BEGIN

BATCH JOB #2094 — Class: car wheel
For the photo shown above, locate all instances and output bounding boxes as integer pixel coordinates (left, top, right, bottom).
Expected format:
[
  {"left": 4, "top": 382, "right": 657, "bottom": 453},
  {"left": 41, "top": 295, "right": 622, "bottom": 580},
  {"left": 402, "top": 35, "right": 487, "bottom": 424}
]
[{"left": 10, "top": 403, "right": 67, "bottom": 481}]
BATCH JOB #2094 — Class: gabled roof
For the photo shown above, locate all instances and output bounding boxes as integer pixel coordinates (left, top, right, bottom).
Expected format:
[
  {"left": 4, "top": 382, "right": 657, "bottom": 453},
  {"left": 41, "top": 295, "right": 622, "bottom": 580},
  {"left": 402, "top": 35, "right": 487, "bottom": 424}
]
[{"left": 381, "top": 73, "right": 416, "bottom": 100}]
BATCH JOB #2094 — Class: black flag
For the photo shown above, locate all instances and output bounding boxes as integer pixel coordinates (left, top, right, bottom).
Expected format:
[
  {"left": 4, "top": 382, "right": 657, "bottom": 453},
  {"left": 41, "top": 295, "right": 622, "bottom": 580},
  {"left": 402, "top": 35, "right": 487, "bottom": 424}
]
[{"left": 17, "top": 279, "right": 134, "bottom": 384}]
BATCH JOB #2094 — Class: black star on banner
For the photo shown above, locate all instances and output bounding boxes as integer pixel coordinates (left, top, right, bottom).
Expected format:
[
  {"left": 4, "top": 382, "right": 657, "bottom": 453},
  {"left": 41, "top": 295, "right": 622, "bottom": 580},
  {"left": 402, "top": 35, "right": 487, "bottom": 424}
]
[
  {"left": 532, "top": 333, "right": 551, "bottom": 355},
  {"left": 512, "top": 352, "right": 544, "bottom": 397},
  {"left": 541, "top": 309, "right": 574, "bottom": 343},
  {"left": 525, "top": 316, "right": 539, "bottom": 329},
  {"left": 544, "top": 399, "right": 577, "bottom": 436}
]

END

> _PROBLEM DESCRIPTION_: Whatever the number of entries above, each one is to be copied exactly.

> _ANSWER SPACE_:
BATCH JOB #2094 — Class: car wheel
For the photo shown above, locate all instances and output bounding boxes as integer pixel coordinates (left, top, right, bottom).
Expected format:
[
  {"left": 4, "top": 382, "right": 657, "bottom": 453},
  {"left": 41, "top": 295, "right": 622, "bottom": 580},
  {"left": 402, "top": 35, "right": 487, "bottom": 424}
]
[{"left": 10, "top": 403, "right": 67, "bottom": 481}]
BATCH JOB #2094 — Class: gabled roof
For the photo shown above, locate all instances and output bounding boxes as integer pixel coordinates (left, top, right, bottom).
Expected format:
[
  {"left": 4, "top": 382, "right": 657, "bottom": 453},
  {"left": 41, "top": 295, "right": 622, "bottom": 580},
  {"left": 402, "top": 35, "right": 487, "bottom": 424}
]
[{"left": 381, "top": 73, "right": 416, "bottom": 100}]
BATCH JOB #2094 — Class: black flag
For the photo shown above, locate all instances and output bounding boxes as integer pixel coordinates (left, top, right, bottom).
Expected format:
[
  {"left": 4, "top": 382, "right": 657, "bottom": 453},
  {"left": 41, "top": 295, "right": 622, "bottom": 580},
  {"left": 402, "top": 35, "right": 487, "bottom": 424}
]
[{"left": 17, "top": 279, "right": 134, "bottom": 384}]
BATCH JOB #2094 — Class: black star on banner
For the photo shown above, locate all instances and output bounding boxes as integer pixel coordinates (left, top, right, bottom).
Expected format:
[
  {"left": 4, "top": 382, "right": 657, "bottom": 453},
  {"left": 41, "top": 295, "right": 622, "bottom": 580},
  {"left": 402, "top": 35, "right": 487, "bottom": 424}
]
[
  {"left": 532, "top": 333, "right": 551, "bottom": 355},
  {"left": 512, "top": 352, "right": 544, "bottom": 397},
  {"left": 541, "top": 309, "right": 574, "bottom": 343},
  {"left": 525, "top": 316, "right": 539, "bottom": 329},
  {"left": 544, "top": 399, "right": 577, "bottom": 436}
]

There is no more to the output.